* DOCUMENT SEGMENT:
Re: Comments on the HTTP/1.0 draft. from Roy T. Fielding on 1994-12-02 (ietf-http-wg@w3.org from October to December 1994)

From: Roy T. Fielding <fielding@avron.ICS.UCI.EDU>
Date: Thu, 01 Dec 1994 17:58:13 -0800
To: Marc VanHeyningen <mvanheyn@cs.indiana.edu>
Cc: http-wg%cuckoo.hpl.hp.com@hplb.hpl.hp.com
Message-Id: <9412011758.aa00432@paris.ics.uci.edu>
Marc VanHeyningen writes:
>[I wrote:]
>>The specified behavior will be "no canonical encoding of the object-body
>>is required before network transfer via HTTP, though gateways may need
>>to perform such canonical encoding before forwarding a message via a
>>different protocol.  However, servers may wish to perform such encoding
>>(i.e. to compensate for unusual document structures), and
>>may do so at their discretion."
> 
> I must not be understanding what you're saying correctly.  Why is
> canonical encoding unnecessary?  Do you really mean that any server,
> on any architecture, can (for example) transmit text files using
> whatever its local system convention for line breaks might happen to
> be (CR, LF, CRLF, whatever) without standardizing it?  How can we be
> passing local forms around between different machines and expect it to
> work reliably?

Yes.  Because (except in very few circumstances) it does work reliably.
I do not know of any server that does canonicalization.  Requiring ALL
servers to parse-and-replace, character-by-character, all text/* content
types is hideously inefficient and not appropriate for HTTP.  Instead,
that decision (of whether or not its needed) should be left up to the
individual platform implementation.

* SET OF TASKS:
[1] In the reply on the HTTP/1.0 draft, which content types does Fielding say it would be hideously inefficient to require all servers to parse and replace character by character?
[2] Reproduce a passage from the reply on the HTTP/1.0 draft, beginning at the words "I do not know" and stopping after "individual platform implementation.".
[3] Carry on the reply on the HTTP/1.0 draft from its last sentence.

* RECORDED INFORMATION:
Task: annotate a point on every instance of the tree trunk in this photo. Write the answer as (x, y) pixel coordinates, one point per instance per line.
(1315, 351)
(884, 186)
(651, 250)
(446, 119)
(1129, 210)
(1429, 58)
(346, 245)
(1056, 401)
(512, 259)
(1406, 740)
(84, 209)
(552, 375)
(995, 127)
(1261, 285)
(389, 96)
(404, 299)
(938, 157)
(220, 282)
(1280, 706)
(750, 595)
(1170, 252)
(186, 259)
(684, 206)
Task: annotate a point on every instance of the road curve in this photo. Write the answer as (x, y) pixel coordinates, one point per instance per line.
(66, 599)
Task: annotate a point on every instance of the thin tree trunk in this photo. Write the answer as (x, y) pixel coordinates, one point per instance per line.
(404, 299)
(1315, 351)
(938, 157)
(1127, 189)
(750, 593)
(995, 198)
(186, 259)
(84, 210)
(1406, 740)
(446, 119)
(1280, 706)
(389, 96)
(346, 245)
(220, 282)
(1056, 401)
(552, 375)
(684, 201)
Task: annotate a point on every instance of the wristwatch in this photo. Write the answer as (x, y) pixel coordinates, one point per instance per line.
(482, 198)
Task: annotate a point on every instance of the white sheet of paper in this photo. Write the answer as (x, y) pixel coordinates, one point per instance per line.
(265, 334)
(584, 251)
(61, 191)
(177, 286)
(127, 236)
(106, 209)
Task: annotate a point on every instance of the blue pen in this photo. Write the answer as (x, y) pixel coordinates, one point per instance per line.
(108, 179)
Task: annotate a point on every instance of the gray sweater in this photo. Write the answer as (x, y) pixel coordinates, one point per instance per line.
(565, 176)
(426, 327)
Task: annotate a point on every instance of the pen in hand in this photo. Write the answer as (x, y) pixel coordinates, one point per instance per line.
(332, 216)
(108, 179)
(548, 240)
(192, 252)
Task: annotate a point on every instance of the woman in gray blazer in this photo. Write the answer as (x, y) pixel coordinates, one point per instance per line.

* OUTPUTS IN ORDER:
[1] All text/* content types.

[2]
I do not know of any server that does canonicalization.  Requiring ALL
servers to parse-and-replace, character-by-character, all text/* content
types is hideously inefficient and not appropriate for HTTP.  Instead,
that decision (of whether or not its needed) should be left up to the
individual platform implementation.

[3]
> Yes, I know that pretty much all existing servers run under UNIX and
> just blindly send the UNIX line break without making any effort to
> normalize it, but the spec should document correct behavior, with
> existing behavior mentioned, as it currently is, in the appendix.  The
> current document is a little strange, in that the appendix recommends
> assuming any newline is a line break to tolerate bad servers/clients,
> but nowhere in the document does it seem to say what the *correct*
> behavior is, or why those programs are bad.  I believe strongly that
> the correct behavior is to send things only in canonical form.

The alternative is to specify that lines end in LF, and I don't like
that any better.  However, I agree that something should be said in the
spec regarding canonicalization.

> Actually, after thinking about this a little more, I realized the MIME
> encoding model isn't adequate, because HTTP adds a new layer of
> encoding ("Content-Encoding: x-gzip" or the like) and the spec needs
> to explicitly state when that encoding gets done and undone relative
> to canonicalization (if we include that) and CTE.  I think the model
> should specify that content-encoding happens after canonicalization
> but before the CTE, if any (there should be none, of course, normally)
> is applied.

Yes, that should be clarified.

> (Actually, I wouldn't object to outright prohibiting any CTE other
> than clear ones like 7bit, 8bit and binary, but maybe there are
> reasons to allow q-p and base64.)

Clients may wish to support others in order to post newsgroup messages
through a proxy, but that is the only case I can think of.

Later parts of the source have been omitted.